* START *
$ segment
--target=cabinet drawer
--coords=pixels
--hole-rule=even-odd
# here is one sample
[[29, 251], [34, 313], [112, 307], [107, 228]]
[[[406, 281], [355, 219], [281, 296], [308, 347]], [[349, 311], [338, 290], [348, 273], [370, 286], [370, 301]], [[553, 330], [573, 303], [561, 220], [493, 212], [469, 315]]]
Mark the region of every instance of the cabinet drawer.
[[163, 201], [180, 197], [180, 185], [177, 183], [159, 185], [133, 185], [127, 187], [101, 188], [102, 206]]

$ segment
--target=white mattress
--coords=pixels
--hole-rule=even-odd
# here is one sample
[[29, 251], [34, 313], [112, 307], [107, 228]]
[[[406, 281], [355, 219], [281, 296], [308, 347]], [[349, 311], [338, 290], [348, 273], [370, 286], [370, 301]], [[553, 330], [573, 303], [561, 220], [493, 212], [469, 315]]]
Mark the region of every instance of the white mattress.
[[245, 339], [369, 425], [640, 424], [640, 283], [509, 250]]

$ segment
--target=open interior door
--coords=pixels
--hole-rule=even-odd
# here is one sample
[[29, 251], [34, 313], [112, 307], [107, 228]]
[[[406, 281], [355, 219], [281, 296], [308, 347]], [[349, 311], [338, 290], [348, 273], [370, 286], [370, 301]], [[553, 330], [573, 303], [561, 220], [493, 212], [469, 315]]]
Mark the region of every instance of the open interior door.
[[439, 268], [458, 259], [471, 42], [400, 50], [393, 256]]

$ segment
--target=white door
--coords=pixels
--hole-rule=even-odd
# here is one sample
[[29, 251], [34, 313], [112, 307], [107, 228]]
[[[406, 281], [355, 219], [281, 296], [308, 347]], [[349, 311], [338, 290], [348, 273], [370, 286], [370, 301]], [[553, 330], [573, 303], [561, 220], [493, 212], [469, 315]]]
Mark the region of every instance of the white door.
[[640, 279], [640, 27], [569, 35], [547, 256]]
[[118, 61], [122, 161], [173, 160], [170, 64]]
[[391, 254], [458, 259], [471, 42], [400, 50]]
* END *
■ **Work to be completed**: Present every line of the rows above as a numbered list, omitting any blank lines.

■ **Worked answer**:
1. $ segment
2. --target=cabinet drawer
3. --coords=pixels
4. --hole-rule=even-odd
5. # here is one sample
6. [[29, 251], [34, 313], [112, 307], [107, 228]]
7. [[[406, 281], [355, 219], [281, 296], [308, 347]], [[349, 311], [338, 290], [348, 273], [370, 286], [370, 301]], [[553, 330], [573, 303], [561, 220], [493, 212], [469, 315]]]
8. Mark the region of every instance of the cabinet drawer.
9. [[163, 201], [180, 197], [180, 185], [177, 183], [159, 185], [133, 185], [127, 187], [101, 188], [102, 206]]
10. $ segment
11. --target=white mattress
12. --coords=pixels
13. --hole-rule=even-odd
14. # here is one sample
15. [[29, 251], [34, 313], [112, 307], [107, 228]]
16. [[[406, 281], [355, 219], [281, 296], [308, 347]], [[349, 311], [338, 290], [348, 273], [370, 286], [370, 301]], [[553, 330], [573, 303], [561, 220], [493, 212], [469, 315]]]
17. Mark the region of every instance of the white mattress.
18. [[245, 339], [369, 425], [640, 424], [640, 283], [509, 250]]
19. $ segment
20. --target=open interior door
21. --coords=pixels
22. --hole-rule=even-odd
23. # here is one sample
24. [[29, 251], [34, 313], [112, 307], [107, 228]]
25. [[[406, 281], [355, 219], [281, 296], [308, 347]], [[349, 311], [338, 290], [348, 273], [370, 286], [370, 301]], [[553, 330], [573, 303], [561, 220], [493, 212], [469, 315]]]
26. Mark the region of every instance of the open interior door.
27. [[439, 268], [458, 259], [471, 42], [400, 50], [393, 256]]
28. $ segment
29. --target=white door
30. --coords=pixels
31. --hole-rule=even-odd
32. # here is one sample
33. [[29, 251], [34, 313], [112, 307], [107, 228]]
34. [[[406, 281], [355, 219], [281, 296], [308, 347]], [[349, 311], [338, 290], [348, 273], [370, 286], [370, 301]], [[553, 330], [573, 303], [561, 220], [493, 212], [469, 315]]]
35. Mark the region of every instance of the white door.
36. [[640, 279], [640, 27], [569, 35], [547, 256]]
37. [[118, 61], [122, 161], [173, 160], [170, 64]]
38. [[391, 254], [458, 259], [471, 42], [400, 50]]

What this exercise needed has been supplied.